§ Objective
How many lines in the rows below contain the string "Should" with matching capitalization? Reply with the number alone.
_ _ _ _ _ _ _
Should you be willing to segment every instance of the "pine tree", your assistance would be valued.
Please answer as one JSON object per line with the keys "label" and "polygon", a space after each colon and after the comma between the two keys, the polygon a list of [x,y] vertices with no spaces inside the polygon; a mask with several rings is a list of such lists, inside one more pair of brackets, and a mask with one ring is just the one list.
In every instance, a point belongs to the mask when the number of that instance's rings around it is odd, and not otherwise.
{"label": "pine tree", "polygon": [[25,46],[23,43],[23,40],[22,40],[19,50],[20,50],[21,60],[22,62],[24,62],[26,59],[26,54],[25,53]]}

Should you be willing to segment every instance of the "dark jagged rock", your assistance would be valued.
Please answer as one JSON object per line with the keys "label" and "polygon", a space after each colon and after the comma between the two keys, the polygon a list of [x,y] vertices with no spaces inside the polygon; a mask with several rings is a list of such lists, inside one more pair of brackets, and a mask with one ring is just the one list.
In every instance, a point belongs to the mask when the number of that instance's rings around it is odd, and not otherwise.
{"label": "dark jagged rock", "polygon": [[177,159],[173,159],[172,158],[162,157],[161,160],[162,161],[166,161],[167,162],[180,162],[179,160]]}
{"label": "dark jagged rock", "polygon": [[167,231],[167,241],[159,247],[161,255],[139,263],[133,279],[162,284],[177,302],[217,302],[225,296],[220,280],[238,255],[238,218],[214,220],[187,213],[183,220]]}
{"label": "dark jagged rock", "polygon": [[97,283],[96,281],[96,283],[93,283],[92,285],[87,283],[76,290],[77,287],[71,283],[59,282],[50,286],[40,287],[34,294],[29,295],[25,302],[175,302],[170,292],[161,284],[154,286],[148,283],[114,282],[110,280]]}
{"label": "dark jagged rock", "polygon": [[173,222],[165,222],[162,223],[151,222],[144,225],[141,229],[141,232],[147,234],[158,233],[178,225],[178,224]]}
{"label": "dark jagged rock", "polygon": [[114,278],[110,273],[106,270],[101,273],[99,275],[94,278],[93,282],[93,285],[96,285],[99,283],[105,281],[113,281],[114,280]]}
_ _ _ _ _ _ _
§ The solution
2